• [What the task asks]: Transcribe every item below verbatim, keeping each line in its original order and wording.
━━━ Data shown ━━━
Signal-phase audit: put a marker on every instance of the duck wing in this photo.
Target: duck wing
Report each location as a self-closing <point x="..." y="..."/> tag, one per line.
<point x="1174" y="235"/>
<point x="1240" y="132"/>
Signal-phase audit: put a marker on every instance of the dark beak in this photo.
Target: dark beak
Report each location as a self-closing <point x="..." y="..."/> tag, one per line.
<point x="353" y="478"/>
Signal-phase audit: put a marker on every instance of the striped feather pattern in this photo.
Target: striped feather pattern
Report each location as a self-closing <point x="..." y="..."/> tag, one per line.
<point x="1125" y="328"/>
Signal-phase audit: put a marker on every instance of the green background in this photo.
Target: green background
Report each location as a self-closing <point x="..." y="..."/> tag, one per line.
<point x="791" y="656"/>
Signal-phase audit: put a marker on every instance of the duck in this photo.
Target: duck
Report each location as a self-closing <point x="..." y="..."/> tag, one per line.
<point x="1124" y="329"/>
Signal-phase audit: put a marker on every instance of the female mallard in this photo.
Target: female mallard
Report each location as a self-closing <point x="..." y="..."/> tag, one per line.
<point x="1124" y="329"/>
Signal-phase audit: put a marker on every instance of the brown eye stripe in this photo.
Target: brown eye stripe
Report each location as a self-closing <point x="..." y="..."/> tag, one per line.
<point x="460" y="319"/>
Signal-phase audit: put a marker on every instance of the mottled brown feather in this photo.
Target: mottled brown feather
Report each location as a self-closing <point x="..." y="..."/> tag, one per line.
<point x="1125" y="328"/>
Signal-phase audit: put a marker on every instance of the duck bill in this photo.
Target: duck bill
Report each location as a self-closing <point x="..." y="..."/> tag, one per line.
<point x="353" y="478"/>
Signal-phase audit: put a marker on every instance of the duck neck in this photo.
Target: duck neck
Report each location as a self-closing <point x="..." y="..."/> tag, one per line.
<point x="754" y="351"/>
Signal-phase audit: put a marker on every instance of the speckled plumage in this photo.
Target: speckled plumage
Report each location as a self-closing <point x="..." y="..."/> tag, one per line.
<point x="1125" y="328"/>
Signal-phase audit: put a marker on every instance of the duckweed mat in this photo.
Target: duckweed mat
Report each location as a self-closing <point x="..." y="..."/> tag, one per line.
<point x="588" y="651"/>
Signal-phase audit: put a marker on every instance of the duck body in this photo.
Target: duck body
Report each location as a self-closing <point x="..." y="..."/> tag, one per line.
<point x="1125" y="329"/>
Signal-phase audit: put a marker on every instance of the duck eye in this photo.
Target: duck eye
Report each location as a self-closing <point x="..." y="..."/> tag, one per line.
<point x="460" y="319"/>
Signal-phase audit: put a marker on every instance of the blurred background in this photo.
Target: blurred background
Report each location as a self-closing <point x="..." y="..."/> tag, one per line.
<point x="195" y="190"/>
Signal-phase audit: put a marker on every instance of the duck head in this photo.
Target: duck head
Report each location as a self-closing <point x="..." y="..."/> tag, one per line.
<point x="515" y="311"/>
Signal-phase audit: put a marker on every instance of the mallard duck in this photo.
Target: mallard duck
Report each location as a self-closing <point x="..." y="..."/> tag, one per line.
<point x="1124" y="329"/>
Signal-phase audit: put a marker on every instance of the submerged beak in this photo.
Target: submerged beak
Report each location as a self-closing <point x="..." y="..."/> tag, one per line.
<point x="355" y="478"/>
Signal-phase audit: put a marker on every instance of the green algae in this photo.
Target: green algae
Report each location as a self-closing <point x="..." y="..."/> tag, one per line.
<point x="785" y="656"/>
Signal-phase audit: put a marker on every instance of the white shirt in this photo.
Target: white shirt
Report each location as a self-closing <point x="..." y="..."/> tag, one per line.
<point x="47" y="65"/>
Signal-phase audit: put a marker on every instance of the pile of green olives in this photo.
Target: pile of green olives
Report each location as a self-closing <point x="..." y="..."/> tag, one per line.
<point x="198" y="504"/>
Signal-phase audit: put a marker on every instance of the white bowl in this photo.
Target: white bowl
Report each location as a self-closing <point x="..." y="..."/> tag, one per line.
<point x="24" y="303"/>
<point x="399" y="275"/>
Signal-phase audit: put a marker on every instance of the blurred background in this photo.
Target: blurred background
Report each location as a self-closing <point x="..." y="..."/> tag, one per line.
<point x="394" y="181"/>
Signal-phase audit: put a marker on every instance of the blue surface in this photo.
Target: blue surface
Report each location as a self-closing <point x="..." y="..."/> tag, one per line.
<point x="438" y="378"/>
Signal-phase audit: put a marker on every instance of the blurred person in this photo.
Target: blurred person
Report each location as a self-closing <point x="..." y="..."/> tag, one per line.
━━━
• [Task output]:
Signal-phase audit: put a marker on every instance of the duck wing in this photo.
Target: duck wing
Report each location as a self-closing <point x="..." y="..."/> tag, one per line.
<point x="1174" y="235"/>
<point x="1240" y="132"/>
Signal-phase audit: put a marker on every instance of the dark beak in this photo.
Target: dark beak
Report each location as a self-closing <point x="..." y="..."/> tag, one per line.
<point x="353" y="478"/>
Signal-phase audit: put a marker on every instance of the striped feather pattern in this photo.
Target: striped feather pattern
Report each location as a self-closing <point x="..." y="..."/> tag, one per line.
<point x="1125" y="328"/>
Signal-phase audit: put a marker on every instance of the green background in this photo.
Target: green background
Report each location as a self-closing <point x="..." y="..."/> tag, one per line.
<point x="791" y="656"/>
Signal-phase audit: put a marker on every instance of the duck in this photo.
Target: duck
Report each location as a self-closing <point x="..." y="..."/> tag, one per line.
<point x="1124" y="329"/>
Signal-phase audit: put a marker on every instance of the female mallard in this photo.
Target: female mallard
Report each location as a self-closing <point x="..." y="..."/> tag, one per line.
<point x="1124" y="329"/>
Signal-phase audit: put a marker on every instance of the brown eye stripe in this photo.
Target: brown eye stripe
Report each location as a self-closing <point x="..." y="..."/> tag, one per line.
<point x="460" y="319"/>
Signal-phase audit: put a marker on every instance of the mottled brown feather in this photo.
Target: mottled brown feather
Report each location as a self-closing <point x="..." y="..."/> tag, one per line.
<point x="1125" y="328"/>
Signal-phase audit: put a marker on every instance of the duck bill in this photo.
Target: duck bill
Report each location as a self-closing <point x="..." y="..."/> tag, one per line.
<point x="353" y="478"/>
Signal-phase audit: put a marker on every instance of the duck neck in this photo.
Target: duck neck
Report each location as a self-closing <point x="..." y="..."/> tag, one per line.
<point x="754" y="351"/>
Signal-phase audit: put a marker on every instance of the speckled plumage in this photo.
Target: speckled plumage
Report each location as a self-closing <point x="..." y="..."/> tag, one per line.
<point x="1125" y="328"/>
Signal-phase audit: put a marker on every instance of the duckweed mat in this photo.
Target: duckweed mat
Report each location as a self-closing <point x="..." y="..."/> tag, one per line.
<point x="588" y="651"/>
Signal-phase audit: put a marker on every instance of the duck body in this photo.
Target: duck body
Report each location as a self-closing <point x="..." y="..."/> tag, one per line.
<point x="1125" y="329"/>
Signal-phase audit: put a marker on every instance of the duck eye in this photo.
Target: duck eye
Report each location as a self-closing <point x="..." y="..."/> tag, one per line.
<point x="460" y="319"/>
Signal-phase audit: put a marker on every instance of the blurred background in this photo.
Target: blurred background
Report each location as a self-closing <point x="..." y="..."/> tag, one per line.
<point x="195" y="190"/>
Signal-phase audit: put a marker on every instance of the duck head in this photo.
Target: duck head
Report each location as a self-closing <point x="..." y="..."/> tag, one per line.
<point x="515" y="311"/>
Signal-phase audit: put a marker on every instance of the mallard duck in this photo.
Target: mallard duck
Report each location as a self-closing <point x="..." y="..."/> tag, one per line.
<point x="1124" y="329"/>
Signal-phase audit: put a marker on every instance of the submerged beak in this photo.
Target: submerged beak
Report each location as a self-closing <point x="..." y="..."/> tag, one per line.
<point x="355" y="478"/>
Signal-phase audit: put a marker on every instance of the green algae in this photo.
Target: green algae
Report each location as a self-closing <point x="..." y="..."/> tag, one per line.
<point x="785" y="656"/>
Signal-phase audit: put a marker on every instance of the white shirt in this photo.
Target: white shirt
Report each location as a self-closing <point x="..." y="..."/> tag, one per line.
<point x="47" y="65"/>
Signal-phase audit: put a marker on every instance of the pile of green olives in this photo.
Target: pile of green olives
Report each location as a self-closing <point x="..." y="..."/> tag, one per line.
<point x="198" y="504"/>
Signal-phase audit: put a marker on every instance of the white bowl in this photo.
Target: white bowl
Report each location as a self-closing <point x="..." y="..."/> tag, one per line.
<point x="24" y="303"/>
<point x="399" y="275"/>
Signal-phase audit: put a marker on every instance of the blurred background in this photo.
Target: blurred background
Report each location as a self-closing <point x="..." y="..."/> tag, one per line.
<point x="394" y="181"/>
Signal-phase audit: put a marker on every instance of the blue surface in this photo.
Target: blue surface
Report each location as a self-closing <point x="..." y="..."/> tag, one per line.
<point x="438" y="378"/>
Signal-phase audit: put a marker on every instance of the blurred person in this photo.
Target: blurred person
Report each location as a self-closing <point x="..." y="..."/> tag, one per line.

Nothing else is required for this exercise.